• TAREFA SOLICITADA: Cite textualmente todas as linhas dos dados abaixo, deixando as imagens de fora da resposta.

::: DADOS FORNECIDOS

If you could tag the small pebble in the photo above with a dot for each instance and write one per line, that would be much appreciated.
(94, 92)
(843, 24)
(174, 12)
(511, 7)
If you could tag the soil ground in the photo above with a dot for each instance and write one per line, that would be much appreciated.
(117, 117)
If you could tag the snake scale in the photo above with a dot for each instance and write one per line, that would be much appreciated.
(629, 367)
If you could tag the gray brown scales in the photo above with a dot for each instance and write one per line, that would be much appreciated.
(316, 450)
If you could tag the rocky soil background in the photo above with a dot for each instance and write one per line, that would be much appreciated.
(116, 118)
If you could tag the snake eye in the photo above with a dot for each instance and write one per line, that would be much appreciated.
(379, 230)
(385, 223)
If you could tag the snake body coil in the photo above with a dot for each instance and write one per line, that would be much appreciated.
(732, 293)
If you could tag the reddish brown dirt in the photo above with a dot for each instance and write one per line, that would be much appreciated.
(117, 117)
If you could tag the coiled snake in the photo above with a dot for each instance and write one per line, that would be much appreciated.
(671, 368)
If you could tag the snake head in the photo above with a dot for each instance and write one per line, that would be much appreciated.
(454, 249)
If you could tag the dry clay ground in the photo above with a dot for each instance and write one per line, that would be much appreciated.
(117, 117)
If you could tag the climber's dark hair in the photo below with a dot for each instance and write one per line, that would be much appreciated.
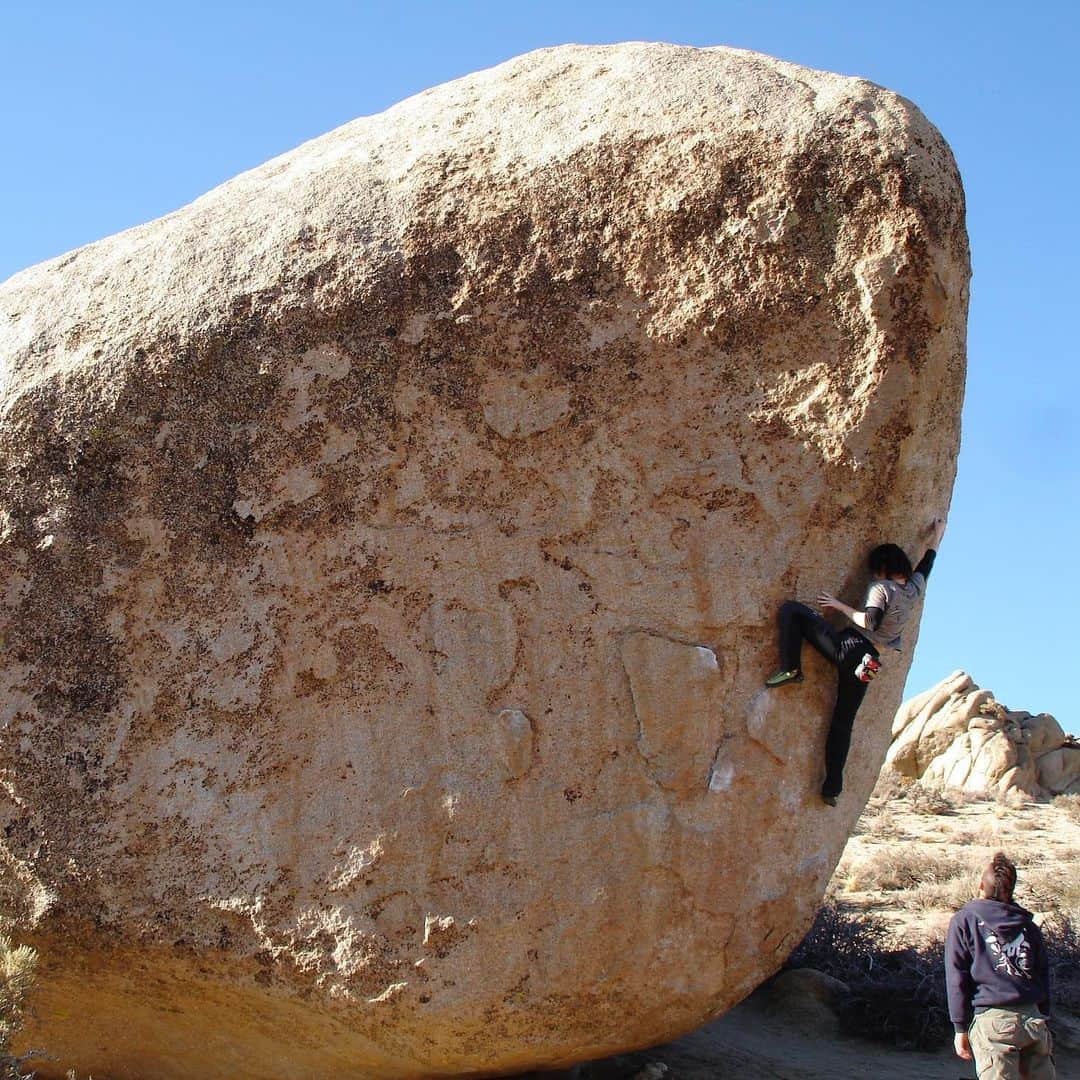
(887, 559)
(999, 878)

::::::

• SOLUÇÃO COMPLETA:
If you could tag the small pebble in the photo above with a dot for each instance and write one per line, that would be much appreciated.
(94, 92)
(843, 24)
(174, 12)
(511, 7)
If you could tag the soil ground in the photo above with a dot for each instance and write one per line, that would be much appreciated.
(117, 117)
If you could tag the snake scale in the photo above with a dot for each instance and write one per line, that would be much appreciated.
(629, 367)
If you could tag the gray brown scales in the photo above with a dot for each instance and write one per line, that would be much appreciated.
(316, 450)
If you could tag the rocky soil background in the photo above with a dot for each instance and write one per line, that would be much appreciated.
(116, 118)
If you could tag the snake eye in the photo above with a dot for each instance and write one per line, that would be much appreciated.
(379, 230)
(385, 223)
If you could tag the snake body coil in the photo above with a dot for each instance and write one per line, that would be much appreciated.
(732, 293)
If you could tag the reddish brown dirt in the photo above with a dot for each instance and write one per line, that would be much appreciated.
(117, 117)
If you could tag the coiled snake in the photo above with a dot for each instance and write one per line, that would be much appreciated.
(671, 368)
If you could tag the snake head in the photo above with a dot for each instance and write one per line, that would be much appreciated.
(454, 249)
If you could tag the dry clay ground in the photo above with a dot for each instance and write one per line, that would be much appreciated.
(117, 117)
If you could tag the climber's dark hair in the photo below with a dot for each instance and write one per line, that would be much appreciated.
(887, 559)
(999, 878)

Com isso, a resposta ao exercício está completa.